**WHAT THE TASK ASKS**
Please revise the listing below so that "locate helper" becomes "locator tool" at every occurrence, leaving all other text unchanged.

**MATERIAL**

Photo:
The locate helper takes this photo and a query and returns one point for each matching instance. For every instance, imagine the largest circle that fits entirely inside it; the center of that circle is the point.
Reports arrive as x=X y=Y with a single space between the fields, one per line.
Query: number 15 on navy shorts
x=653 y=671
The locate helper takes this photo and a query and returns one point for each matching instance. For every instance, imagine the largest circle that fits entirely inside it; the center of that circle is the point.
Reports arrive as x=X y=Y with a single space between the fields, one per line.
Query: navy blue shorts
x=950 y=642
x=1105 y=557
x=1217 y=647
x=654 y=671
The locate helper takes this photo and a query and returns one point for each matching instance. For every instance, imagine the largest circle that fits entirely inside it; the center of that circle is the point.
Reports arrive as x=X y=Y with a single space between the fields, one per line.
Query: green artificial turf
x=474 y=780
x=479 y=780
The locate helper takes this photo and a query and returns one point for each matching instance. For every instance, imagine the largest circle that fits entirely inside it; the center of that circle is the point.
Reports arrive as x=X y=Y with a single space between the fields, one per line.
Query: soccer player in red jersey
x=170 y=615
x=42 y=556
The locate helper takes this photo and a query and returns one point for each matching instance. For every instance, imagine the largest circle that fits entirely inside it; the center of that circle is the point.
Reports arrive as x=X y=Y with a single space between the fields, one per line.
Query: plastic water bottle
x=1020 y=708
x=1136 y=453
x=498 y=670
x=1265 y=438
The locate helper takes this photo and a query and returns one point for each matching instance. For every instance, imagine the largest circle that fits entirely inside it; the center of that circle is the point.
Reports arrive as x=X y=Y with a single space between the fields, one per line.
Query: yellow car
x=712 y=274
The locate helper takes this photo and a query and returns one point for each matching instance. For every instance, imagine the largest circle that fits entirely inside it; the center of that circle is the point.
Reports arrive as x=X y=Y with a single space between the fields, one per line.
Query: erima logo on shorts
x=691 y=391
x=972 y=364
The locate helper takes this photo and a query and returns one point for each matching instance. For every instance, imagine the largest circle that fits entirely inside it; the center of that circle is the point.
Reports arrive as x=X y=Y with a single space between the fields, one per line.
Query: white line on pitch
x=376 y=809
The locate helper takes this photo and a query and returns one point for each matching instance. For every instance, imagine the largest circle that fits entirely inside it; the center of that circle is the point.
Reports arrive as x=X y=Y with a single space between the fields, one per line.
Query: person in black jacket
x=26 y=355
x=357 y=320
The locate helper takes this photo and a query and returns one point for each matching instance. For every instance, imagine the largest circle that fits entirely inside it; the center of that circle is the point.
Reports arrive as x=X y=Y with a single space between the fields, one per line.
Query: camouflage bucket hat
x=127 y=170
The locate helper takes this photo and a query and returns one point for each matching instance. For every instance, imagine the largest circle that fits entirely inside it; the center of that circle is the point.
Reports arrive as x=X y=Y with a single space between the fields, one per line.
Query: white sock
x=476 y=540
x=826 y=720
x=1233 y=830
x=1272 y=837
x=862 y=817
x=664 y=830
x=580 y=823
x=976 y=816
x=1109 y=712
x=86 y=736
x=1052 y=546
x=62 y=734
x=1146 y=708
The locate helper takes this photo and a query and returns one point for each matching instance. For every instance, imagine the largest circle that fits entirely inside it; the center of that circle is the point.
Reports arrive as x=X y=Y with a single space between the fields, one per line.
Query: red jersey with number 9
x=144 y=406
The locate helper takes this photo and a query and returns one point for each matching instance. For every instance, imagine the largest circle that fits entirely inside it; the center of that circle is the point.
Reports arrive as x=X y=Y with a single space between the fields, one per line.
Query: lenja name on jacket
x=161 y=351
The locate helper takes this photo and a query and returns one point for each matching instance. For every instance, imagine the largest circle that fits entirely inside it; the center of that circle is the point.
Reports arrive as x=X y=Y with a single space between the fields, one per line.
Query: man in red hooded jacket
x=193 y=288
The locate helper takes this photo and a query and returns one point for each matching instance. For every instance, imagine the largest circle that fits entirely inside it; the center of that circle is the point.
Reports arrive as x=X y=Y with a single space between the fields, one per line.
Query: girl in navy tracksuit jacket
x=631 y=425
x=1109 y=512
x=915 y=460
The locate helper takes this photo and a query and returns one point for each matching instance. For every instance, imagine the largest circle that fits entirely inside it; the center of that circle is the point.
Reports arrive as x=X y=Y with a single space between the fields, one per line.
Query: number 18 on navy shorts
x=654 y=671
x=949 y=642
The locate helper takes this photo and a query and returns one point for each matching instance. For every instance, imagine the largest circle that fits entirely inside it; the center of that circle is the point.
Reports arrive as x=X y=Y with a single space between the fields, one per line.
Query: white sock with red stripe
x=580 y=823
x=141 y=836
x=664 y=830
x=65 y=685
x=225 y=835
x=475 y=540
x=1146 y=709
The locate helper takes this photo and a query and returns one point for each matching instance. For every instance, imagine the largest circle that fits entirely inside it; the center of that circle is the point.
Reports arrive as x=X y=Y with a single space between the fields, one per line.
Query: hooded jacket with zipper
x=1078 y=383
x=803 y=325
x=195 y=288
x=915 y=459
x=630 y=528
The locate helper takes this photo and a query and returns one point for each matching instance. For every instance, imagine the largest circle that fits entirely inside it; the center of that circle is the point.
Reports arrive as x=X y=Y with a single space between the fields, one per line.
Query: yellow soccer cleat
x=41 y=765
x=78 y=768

**OUTPUT FOR THIS EXERCISE**
Photo:
The locator tool takes this photo and a query and returns one point for each matching instance. For every instance, imagine the largest circle that fits entirely inside it; the center of that circle is the point.
Reports arrive as x=X y=Y with a single space between the fields, one per line.
Query: number 15 on navy shorts
x=653 y=671
The locator tool takes this photo and a query and returns one point for each matching instance. For every instance, imagine the largest circle that fits entirely inside it; the center of that circle is the point.
Reports arrive as x=X y=Y with a single space between the fields, one per line.
Query: navy blue shorts
x=950 y=642
x=1105 y=557
x=1217 y=647
x=654 y=671
The locator tool takes this photo and a query and returns one point for each matching instance. For every instance, imagine the largest circle that fits entirely inside it; the center of that circle is the point.
Reports arrive as x=X y=Y with a single space between the fields, one per line.
Query: green artificial turf
x=474 y=780
x=479 y=780
The locator tool takes this photo and a query and returns one point for each matching instance. For every instance, imagine the largest circle that fits entirely inside it; the center of that circle is the point.
Reports arrive as x=X y=Y with a single space between the fields, one per line.
Query: soccer player in red jersey
x=170 y=615
x=42 y=556
The locator tool takes this photo and a query and returns one point for each matching instance. For every instance, imagine the largest circle that fits entirely inside it; the center of that circle is the point.
Reports arrive as x=X y=Y with a single space between the fields, one per line.
Query: plastic water bottle
x=1020 y=708
x=1136 y=453
x=498 y=670
x=1265 y=438
The locator tool takes this photo and a query and returns one point for each matching instance. For every instance, imagine the largest circle that fits entirely inside it; the center of that circle is the point.
Reports arrive as x=X y=Y with a single space between the fields, one per line.
Query: yellow car
x=712 y=274
The locator tool takes this photo and a query and returns one point for each matching instance. For every instance, imagine the largest circle that fits entirely inside it; the center of that circle is the point.
Reports arrive as x=X y=Y with a single space between the fields, one per line.
Query: erima logo on shorts
x=691 y=391
x=972 y=364
The locator tool takes this photo and a query and returns one point for each matching instance. For every instance, imagine the largest circle that fits entirely inside it; the center of that circle is the point.
Reports arrive as x=X y=Y with a single space between the fields, one per line.
Query: white line on pitch
x=376 y=809
The locator tool takes this photo and a query and returns one point for each matching instance. For every instance, imagine the largest circle that fits entirely inside it; the center of that circle is the point.
Reports arrive as x=X y=Y with a single space between the fields, one per line.
Query: person in black jacket
x=26 y=355
x=357 y=320
The locator tool takes this photo and a query and returns one point for each matching instance. For every instance, imagine the largest circle that fits entirely inside it; the center of that circle is the point.
Reports arrive as x=X y=Y with a single space between the fields, one per line.
Query: camouflage bucket hat
x=127 y=170
The locator tool takes this photo and a query and returns one point for each matching instance. For every instance, imagine the largest circle that fits entirely inside it; the center of that circle is the point.
Reports arrive as x=X y=Y with a single space between the fields, one per line.
Query: white sock
x=476 y=540
x=826 y=720
x=1233 y=830
x=1272 y=837
x=862 y=817
x=664 y=830
x=580 y=823
x=976 y=816
x=1109 y=712
x=86 y=736
x=1052 y=546
x=62 y=734
x=1146 y=708
The locator tool takes this photo and a query and returns one point for each matching instance. For every instance, imagine the largest circle that fits entirely inside it; the center of that circle is the point.
Reports arrive as x=X y=Y with a single space between the fields, one per line.
Query: red jersey with number 9
x=144 y=406
The locator tool takes this photo and a query and returns one point for each matching instance. For every instance, imagine the largest circle that fits entirely inside it; the center of that circle is the point.
Reports arrive as x=X y=Y with a single space between the fields, one per line.
Query: lenja name on jacket
x=161 y=351
The locator tool takes this photo and a query and returns one point for each matching instance. For every instance, imagine the largest circle that fits entirely inside it; the center of that circle is the point.
Reports arrive as x=X y=Y with a single space between the fields, one per line.
Query: man in red hooded jacket
x=193 y=288
The locator tool takes this photo and a query and returns one point for each matching instance. For every instance, imagine the largest circle that fits entirely inside it; the center of that circle is the point.
Reports arrive as x=X y=Y with a single space between the fields, one per line.
Query: girl in navy tracksuit jacket
x=631 y=425
x=1109 y=512
x=915 y=460
The locator tool takes this photo and a query and returns one point for each matching instance. For every instance, imagine the largest circle that fits entirely inside it; the center of that circle is the point.
Reports arrive as x=X y=Y with a single space between the fields, one per line.
Query: number 18 on navy shorts
x=654 y=671
x=949 y=642
The locator tool takes this photo and a query and returns one point for each matching instance. For every instance, imagine the largest circle that fits entirely inside it; the center of that circle is the point.
Reports arrive as x=X y=Y with a single space between the fields, one per line.
Query: white sock with red stripe
x=580 y=823
x=141 y=836
x=664 y=830
x=65 y=685
x=225 y=835
x=475 y=540
x=1146 y=709
The locator tool takes this photo and a query and returns one point for each matching instance. For every instance, imagine the largest circle that fits entirely inside it; the center of that circle is the point.
Reports arrive as x=X y=Y with a single space between the fields, one per line.
Query: hooded jacket with zipper
x=1078 y=383
x=803 y=325
x=195 y=288
x=915 y=459
x=630 y=528
The locator tool takes this photo and a query and returns one point for each matching instance. For every instance, imagine the largest circle that fits entirely inside it; the center of that circle is the point.
Reports arrive as x=X y=Y with a single space between the fields, one per line.
Query: yellow soccer cleat
x=41 y=765
x=78 y=768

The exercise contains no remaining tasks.